__ROWS__
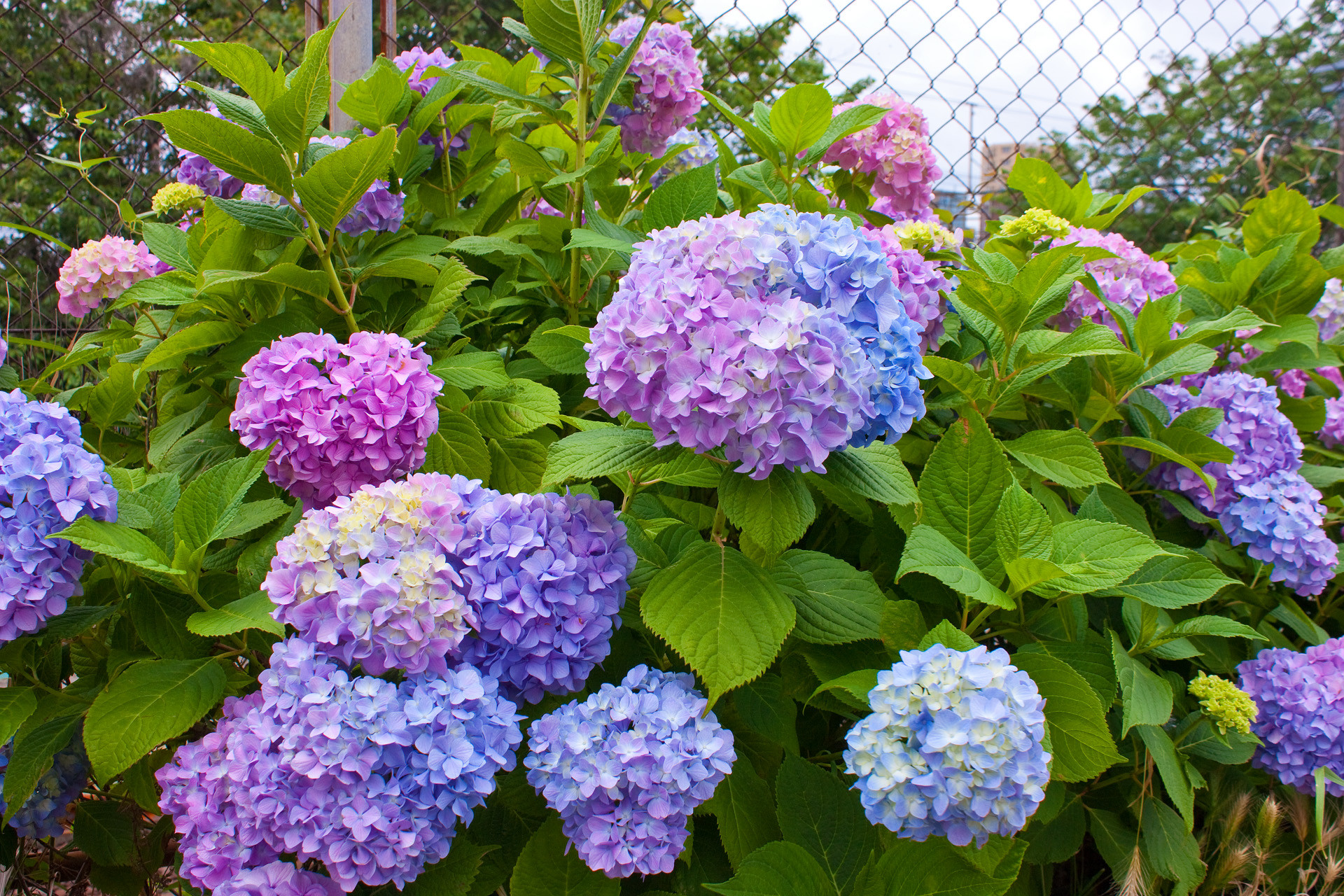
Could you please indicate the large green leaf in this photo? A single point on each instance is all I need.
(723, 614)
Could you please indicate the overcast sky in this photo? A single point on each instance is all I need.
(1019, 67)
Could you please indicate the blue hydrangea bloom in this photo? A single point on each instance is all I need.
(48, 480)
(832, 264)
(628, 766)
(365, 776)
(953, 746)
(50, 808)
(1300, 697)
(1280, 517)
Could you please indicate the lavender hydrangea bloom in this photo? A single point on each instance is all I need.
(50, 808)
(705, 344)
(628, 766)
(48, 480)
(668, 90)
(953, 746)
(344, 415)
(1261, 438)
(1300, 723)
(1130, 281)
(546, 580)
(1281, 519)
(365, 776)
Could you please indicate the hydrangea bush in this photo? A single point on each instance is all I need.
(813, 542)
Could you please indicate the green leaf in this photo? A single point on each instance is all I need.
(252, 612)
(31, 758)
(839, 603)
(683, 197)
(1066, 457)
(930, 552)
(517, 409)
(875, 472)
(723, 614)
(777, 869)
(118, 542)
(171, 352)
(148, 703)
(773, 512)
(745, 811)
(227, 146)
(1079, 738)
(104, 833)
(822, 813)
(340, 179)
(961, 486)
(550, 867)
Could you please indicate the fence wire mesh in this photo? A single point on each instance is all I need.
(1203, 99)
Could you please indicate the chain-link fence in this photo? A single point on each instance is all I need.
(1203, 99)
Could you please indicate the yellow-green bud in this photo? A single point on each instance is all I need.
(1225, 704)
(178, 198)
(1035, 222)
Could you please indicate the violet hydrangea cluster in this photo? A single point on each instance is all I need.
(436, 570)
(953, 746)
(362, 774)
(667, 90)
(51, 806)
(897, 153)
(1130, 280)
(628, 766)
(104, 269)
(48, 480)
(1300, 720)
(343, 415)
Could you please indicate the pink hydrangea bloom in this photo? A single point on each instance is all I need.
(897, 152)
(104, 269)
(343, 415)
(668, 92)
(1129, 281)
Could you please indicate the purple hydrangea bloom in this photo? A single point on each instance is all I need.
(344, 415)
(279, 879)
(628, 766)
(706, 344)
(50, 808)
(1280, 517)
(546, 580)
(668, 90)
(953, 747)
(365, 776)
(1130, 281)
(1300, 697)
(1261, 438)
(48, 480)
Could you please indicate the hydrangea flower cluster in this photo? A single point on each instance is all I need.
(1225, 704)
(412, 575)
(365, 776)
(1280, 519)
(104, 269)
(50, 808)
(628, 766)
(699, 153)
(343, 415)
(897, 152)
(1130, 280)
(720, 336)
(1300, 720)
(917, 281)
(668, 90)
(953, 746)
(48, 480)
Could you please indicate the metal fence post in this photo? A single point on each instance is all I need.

__SHORT EXERCISE__
Quote, without any change, each line from the one that contains "Could you please indicate the pink" through the end of the material.

__THE SOLUTION__
Could you please indicate the pink hydrangea bloom in this photo? A single point on each instance is all I need.
(897, 152)
(104, 269)
(343, 415)
(668, 92)
(1129, 281)
Could you please indicate the purple hydrangea bloom in this photo? A single point on each instance is all I need.
(344, 415)
(279, 879)
(628, 766)
(706, 344)
(50, 808)
(1280, 517)
(546, 580)
(668, 90)
(953, 747)
(365, 776)
(1130, 281)
(1300, 697)
(1261, 438)
(48, 480)
Could you please indicate the hydrangea flower cluster in this photo? A single point on each instance is all I need.
(1225, 704)
(412, 575)
(365, 776)
(1280, 519)
(104, 269)
(50, 808)
(628, 766)
(699, 153)
(343, 415)
(897, 152)
(1130, 280)
(720, 336)
(1300, 720)
(917, 281)
(668, 90)
(953, 746)
(48, 480)
Could you please indicate the metal fence post in this photo? A single point on each instance is all I need.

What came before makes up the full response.